* WHAT IS ASKED
In the report on where it pays to attend college, what share of students is estimated to change their major at least once before graduation?

* SOURCE PASSAGE
+++

# Where it Pays to Attend College

##### Report by Matt Wong, Rhea Chen, ZK Lin, and Demi Tu

## Problem Overview

Our research fit into the broader problem domain because we are addressing problems that are not only close to home, but are also issues on a national level.

First of all, does it matter where students go to college? According to [this article](https://www.theatlantic.com/business/archive/2012/05/does-it-matter-where-you-go-to-college/257227/), the answer is yes when it comes to students’ future paychecks, and this is supported by years of research. Of course, factors that differ among individual students will make the outcome to vary, but [this research paper](https://cdn.theatlantic.com/static/mt/assets/business/Ehrenberg-JHR_Does_It_Pay_to_Attend_an_Elite_Private_College.pdf) supports the statement that the more elite a school, the better its alums’ paychecks. The rankings of the universities matter a great deal, and the effect is more evident over time.

Settling on a college is not the only difficult decision that needs to be made by students. According to the book named “The Undecided College Student: An Academic And Career Advising Challenge” written by Virginia N. Gordon, about 20 to 50 percent of students enter college as “undecided”, and an estimated 75 percent of students change their major at least once before graduation. It is also important to note that “decided” students are not necessarily basing their decision of major on factual research. According to a College Student Journal survey, that is later cited in [this journal](https://dus.psu.edu/mentor/2013/06/disconnect-choosing-major/), of more than 800 students who were asked to elaborate on their career decision-making process, factors that played a role included a general interest the student had in the subject he or she chose; family and peer influence; and assumptions about introductory courses, potential job characteristics, and characteristics of the major.

While students might fall into a never-ending cycle when choosing colleges and majors, another problem that we are addressing, on the other hand, concerns the topic of student loan debt which directly relates to our target variable, salary. According to a [study](https://evolllution.com/attracting-students/todays_learner/newly-released-student-loan-data-bust-several-myths-about-student-loan-repayment/) that analyzes student loan data, “even among those who borrowed only for their undergraduate education...only half of students had paid off all their federal student loans 20 years after beginning college in 1995-96.” Instead, average borrowers in “this group still owed approximately $10,000 in principle and interest, about half of what was originally borrowed, 20 years after beginning college.” The fact that it is very difficult for recent graduates to find well-paying jobs at the outset of their careers, significantly limited their ability to repay their student loans.

## Purpose



## Variables

### Data from Kaggle

- `School Name` - Name of college
- `School Type` - Type of college
- `Region` - Location of college by region
- `Undergraduate Major` - Undergraduate major
- `Starting Median Salary` - Median salary at the start of career
- `Mid-Career Median Salary` - Median salary at the middle of career
- `Percent change from Starting to Mid-Career Salary` - Change in salary (measured in percentage) from starting to mid-career
- `Mid-Career 10th Percentile Salary` - Mid-career salary of the 10th percentile
- `Mid-Career 25th Percentile Salary` - Mid-career salary of the 25th percentile
- `Mid-Career 75th Percentile Salary` - Mid-career salary of the 75th percentile
- `Mid-Career 90th Percentile Salary` - Mid-career salary of the 90th percentile

### External Data

- `name` - Institution name
- `location` - Location of college
- `rank` - National rank of college
- `description` - Snippet of text overview from U.S. News
- `tuition_and_fees` - Combined tuition and fees
- `in_state` - In-state tuition
- `undergrad_enrollment` - Number of enrolled undergratuate students

In [5]:
# Set up
import pandas as pd

# Import data
major = pd.read_csv('./data/degrees-that-pay-back.csv')
college_type = pd.read_csv('./data/salaries-by-college-type.csv')
college_region = pd.read_csv('./data/salaries-by-region.csv')
college_ranking = pd.read_csv('./data/national-universities-rankings.csv')

+++

* EXTRACTED ENTRIES
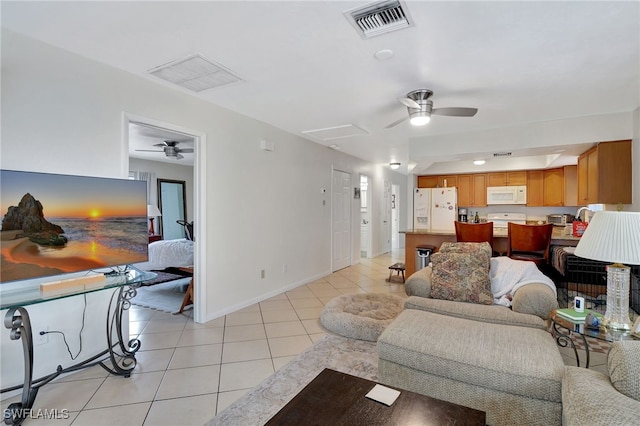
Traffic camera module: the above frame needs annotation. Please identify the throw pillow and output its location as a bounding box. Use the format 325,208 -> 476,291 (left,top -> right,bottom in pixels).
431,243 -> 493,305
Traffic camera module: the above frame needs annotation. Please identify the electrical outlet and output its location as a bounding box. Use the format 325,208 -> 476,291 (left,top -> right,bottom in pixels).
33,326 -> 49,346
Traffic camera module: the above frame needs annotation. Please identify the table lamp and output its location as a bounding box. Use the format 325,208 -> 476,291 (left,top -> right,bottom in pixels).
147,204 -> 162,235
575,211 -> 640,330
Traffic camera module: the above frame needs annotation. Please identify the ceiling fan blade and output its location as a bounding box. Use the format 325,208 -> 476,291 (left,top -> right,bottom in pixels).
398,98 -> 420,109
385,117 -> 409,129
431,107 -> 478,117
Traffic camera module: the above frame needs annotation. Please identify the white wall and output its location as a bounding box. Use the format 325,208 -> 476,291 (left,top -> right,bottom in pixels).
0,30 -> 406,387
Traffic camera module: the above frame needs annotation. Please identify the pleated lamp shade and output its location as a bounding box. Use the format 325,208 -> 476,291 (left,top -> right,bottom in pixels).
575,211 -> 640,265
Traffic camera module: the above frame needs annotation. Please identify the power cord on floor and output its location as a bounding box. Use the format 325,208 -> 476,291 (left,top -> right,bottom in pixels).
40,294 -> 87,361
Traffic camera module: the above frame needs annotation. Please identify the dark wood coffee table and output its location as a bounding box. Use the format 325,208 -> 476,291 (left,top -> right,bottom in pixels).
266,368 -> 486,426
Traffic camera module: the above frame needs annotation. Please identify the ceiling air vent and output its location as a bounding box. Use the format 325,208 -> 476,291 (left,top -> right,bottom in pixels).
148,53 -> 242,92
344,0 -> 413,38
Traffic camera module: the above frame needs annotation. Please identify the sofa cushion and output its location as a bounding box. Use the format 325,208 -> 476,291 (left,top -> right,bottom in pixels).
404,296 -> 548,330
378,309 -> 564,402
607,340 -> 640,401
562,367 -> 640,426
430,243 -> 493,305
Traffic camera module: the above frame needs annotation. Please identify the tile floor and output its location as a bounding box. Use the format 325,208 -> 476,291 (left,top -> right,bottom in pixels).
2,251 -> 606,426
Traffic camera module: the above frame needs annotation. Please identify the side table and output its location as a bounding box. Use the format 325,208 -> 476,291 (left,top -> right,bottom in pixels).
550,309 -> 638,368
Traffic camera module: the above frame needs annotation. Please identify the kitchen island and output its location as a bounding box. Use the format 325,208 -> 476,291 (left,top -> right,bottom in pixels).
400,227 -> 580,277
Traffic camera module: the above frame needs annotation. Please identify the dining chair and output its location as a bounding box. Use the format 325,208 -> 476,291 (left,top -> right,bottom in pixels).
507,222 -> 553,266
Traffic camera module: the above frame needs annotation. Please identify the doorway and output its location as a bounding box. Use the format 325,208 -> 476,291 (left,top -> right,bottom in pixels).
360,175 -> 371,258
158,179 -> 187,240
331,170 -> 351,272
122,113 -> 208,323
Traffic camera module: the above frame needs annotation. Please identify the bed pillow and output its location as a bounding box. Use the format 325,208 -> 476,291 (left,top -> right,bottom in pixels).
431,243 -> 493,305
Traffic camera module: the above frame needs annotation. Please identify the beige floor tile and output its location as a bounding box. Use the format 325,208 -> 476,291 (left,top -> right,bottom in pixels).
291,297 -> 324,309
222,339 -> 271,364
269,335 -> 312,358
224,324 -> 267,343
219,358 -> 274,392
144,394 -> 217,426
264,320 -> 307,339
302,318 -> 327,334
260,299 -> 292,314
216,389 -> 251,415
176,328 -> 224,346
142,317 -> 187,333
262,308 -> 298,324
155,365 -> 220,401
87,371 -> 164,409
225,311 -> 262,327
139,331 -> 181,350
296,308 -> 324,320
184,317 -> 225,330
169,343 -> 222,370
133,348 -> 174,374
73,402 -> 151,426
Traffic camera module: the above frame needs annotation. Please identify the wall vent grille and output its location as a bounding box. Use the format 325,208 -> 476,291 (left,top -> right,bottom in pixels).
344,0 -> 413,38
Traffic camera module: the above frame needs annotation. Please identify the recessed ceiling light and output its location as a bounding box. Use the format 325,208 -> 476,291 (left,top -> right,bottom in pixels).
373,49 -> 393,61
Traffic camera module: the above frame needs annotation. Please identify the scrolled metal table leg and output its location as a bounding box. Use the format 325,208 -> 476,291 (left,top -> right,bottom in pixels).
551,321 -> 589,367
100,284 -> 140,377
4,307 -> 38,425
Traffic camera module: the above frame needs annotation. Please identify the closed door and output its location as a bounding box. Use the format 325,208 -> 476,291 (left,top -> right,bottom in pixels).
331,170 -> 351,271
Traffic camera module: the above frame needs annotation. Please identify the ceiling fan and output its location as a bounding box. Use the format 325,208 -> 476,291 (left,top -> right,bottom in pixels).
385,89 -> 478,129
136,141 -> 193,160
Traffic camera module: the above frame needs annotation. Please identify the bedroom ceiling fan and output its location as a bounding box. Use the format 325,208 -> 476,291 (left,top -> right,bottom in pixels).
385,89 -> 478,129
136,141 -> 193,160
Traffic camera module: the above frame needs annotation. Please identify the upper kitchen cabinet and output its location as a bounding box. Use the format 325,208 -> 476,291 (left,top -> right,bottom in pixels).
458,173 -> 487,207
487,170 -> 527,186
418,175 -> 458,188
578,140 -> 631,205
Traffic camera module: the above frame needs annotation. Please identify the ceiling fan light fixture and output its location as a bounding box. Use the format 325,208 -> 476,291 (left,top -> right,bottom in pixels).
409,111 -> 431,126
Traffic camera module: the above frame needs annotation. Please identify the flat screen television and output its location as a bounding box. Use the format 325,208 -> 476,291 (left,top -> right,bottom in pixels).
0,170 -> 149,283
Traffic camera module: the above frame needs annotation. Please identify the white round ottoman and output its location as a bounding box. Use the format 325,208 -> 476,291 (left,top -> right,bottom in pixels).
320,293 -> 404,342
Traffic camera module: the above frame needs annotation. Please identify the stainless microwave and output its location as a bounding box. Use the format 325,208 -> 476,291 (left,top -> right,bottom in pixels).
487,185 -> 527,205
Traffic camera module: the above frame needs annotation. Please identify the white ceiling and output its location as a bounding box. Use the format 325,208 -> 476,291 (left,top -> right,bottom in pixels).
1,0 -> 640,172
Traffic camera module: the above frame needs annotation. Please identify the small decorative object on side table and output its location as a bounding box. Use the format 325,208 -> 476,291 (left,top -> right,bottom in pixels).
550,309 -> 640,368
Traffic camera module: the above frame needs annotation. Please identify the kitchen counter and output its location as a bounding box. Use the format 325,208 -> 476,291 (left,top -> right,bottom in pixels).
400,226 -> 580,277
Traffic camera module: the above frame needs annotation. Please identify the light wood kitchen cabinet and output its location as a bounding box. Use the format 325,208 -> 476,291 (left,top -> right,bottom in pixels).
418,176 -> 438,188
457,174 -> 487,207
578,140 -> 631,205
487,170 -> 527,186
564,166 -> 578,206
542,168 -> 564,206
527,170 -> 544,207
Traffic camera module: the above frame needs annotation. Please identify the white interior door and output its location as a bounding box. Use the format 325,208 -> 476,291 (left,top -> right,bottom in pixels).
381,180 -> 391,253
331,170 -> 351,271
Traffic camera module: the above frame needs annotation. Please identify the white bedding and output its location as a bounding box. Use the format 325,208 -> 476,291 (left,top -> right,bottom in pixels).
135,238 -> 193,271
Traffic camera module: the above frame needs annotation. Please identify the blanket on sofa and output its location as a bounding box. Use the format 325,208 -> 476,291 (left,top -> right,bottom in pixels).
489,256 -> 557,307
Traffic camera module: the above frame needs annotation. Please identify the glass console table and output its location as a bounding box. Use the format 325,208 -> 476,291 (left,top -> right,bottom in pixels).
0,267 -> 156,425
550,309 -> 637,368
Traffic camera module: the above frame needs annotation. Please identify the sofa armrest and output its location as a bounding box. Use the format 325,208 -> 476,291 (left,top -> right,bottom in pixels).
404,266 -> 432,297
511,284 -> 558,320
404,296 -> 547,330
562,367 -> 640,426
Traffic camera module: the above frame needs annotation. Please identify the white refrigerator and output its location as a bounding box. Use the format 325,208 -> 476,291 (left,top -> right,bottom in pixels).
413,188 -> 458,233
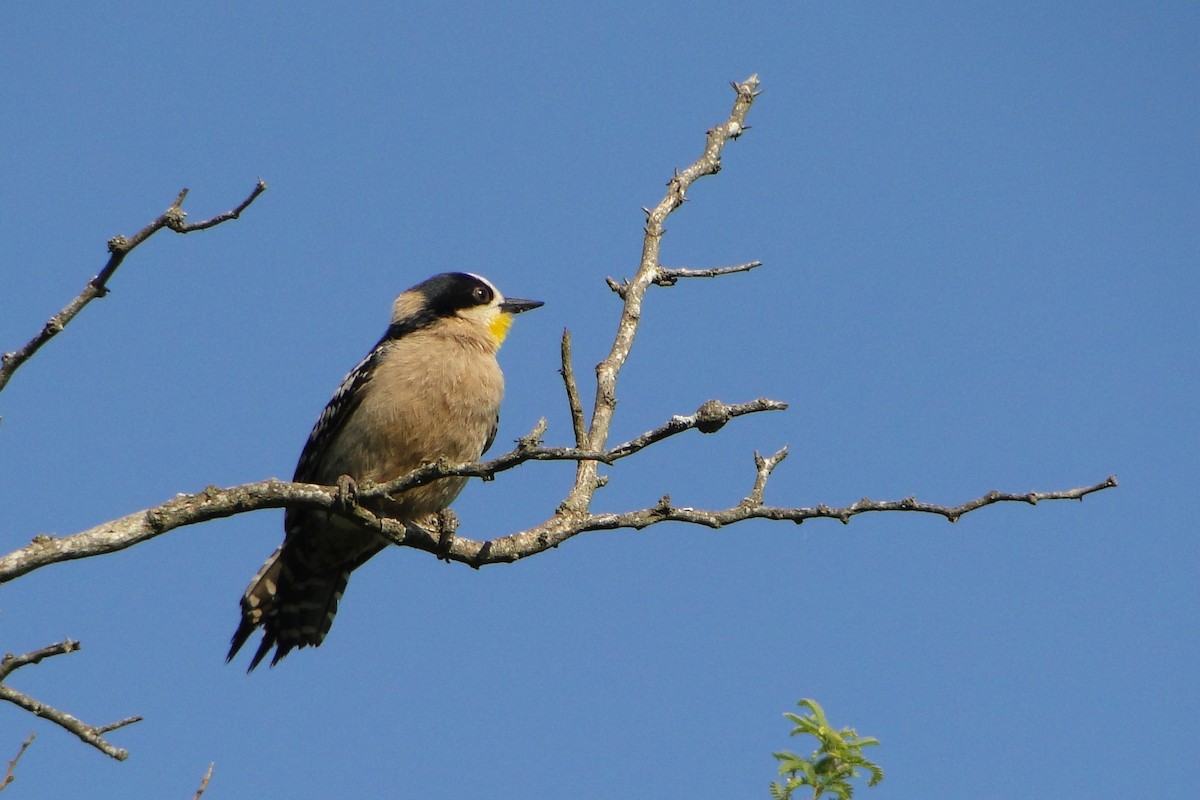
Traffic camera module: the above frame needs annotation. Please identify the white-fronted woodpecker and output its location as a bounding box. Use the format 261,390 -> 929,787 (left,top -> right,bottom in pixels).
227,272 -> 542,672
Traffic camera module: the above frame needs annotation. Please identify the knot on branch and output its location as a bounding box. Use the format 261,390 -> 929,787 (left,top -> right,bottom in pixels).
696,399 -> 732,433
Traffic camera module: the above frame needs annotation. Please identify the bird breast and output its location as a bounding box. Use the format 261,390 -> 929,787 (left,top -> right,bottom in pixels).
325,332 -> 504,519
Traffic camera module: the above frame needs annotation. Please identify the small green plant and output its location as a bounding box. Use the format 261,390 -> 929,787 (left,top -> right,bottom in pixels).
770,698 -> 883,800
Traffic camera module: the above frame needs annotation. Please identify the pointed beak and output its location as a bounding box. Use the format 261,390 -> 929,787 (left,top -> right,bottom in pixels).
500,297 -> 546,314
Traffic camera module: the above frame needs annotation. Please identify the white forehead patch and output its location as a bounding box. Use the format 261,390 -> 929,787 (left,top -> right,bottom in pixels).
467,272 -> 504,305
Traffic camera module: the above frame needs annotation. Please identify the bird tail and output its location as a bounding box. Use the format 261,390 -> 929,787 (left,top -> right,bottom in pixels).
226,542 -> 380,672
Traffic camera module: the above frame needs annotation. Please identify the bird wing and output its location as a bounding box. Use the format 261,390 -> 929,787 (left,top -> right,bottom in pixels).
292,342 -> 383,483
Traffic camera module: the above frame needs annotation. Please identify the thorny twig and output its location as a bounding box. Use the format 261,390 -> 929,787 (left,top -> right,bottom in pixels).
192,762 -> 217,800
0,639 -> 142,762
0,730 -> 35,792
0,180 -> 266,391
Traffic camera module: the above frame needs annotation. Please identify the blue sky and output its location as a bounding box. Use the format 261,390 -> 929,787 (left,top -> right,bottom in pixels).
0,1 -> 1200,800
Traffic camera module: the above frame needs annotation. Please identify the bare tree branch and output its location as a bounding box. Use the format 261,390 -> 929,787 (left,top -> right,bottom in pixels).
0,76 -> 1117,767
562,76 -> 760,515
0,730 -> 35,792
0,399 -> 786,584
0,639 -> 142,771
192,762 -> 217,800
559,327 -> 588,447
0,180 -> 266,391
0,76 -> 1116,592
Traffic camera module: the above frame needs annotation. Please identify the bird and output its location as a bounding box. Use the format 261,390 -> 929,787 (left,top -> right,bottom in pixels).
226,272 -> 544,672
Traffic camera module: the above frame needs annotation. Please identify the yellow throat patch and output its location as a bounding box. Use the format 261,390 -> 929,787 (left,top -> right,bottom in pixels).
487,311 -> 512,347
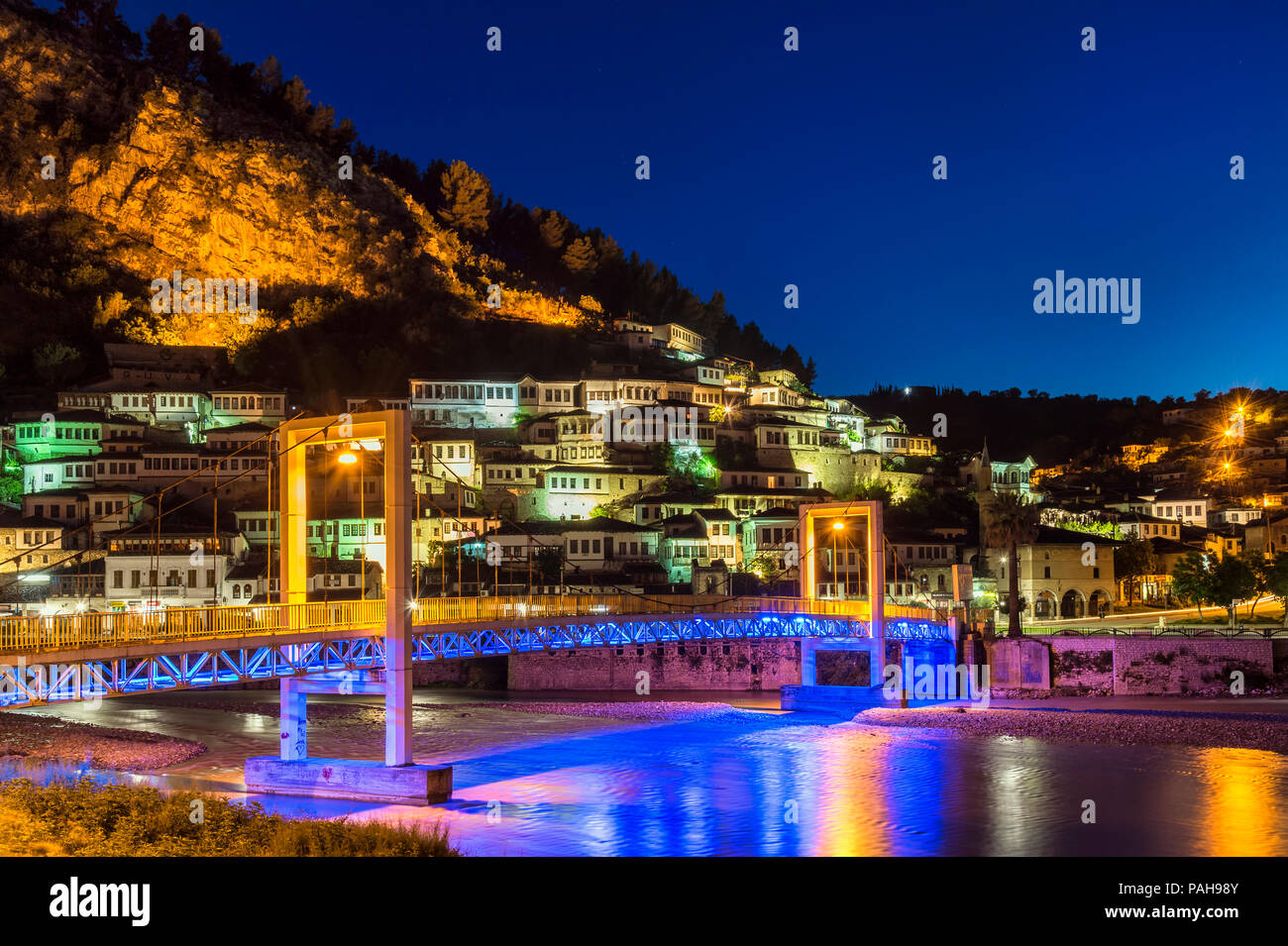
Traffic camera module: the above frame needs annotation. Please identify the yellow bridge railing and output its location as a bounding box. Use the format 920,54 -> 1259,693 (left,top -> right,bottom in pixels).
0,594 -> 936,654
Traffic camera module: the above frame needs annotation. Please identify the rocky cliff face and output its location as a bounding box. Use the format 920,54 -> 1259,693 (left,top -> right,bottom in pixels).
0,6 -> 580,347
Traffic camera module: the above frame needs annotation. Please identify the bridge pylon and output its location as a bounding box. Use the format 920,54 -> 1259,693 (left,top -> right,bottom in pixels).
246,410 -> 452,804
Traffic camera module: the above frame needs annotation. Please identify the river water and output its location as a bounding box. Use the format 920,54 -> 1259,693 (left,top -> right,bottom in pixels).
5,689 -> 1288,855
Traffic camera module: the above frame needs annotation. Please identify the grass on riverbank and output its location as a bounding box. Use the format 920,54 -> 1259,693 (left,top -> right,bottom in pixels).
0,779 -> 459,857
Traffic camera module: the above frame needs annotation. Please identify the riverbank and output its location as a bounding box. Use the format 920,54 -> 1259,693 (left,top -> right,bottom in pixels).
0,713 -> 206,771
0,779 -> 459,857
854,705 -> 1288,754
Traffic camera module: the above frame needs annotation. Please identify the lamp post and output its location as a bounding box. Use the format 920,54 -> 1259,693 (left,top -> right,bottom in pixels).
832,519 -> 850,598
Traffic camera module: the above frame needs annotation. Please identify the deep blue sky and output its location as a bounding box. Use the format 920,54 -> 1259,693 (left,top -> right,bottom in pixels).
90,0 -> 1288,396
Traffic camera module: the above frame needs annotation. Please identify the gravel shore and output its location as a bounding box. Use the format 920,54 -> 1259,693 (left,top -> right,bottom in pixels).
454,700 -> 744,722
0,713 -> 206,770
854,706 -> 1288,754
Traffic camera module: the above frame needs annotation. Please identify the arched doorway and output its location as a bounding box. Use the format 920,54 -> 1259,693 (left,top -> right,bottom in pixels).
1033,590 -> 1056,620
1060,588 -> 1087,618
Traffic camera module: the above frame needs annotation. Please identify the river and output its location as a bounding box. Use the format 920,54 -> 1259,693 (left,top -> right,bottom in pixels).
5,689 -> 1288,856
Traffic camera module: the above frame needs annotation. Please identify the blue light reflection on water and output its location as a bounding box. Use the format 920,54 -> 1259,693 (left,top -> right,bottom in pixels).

+++

* PROBLEM SOLUTION
An estimated 75 percent.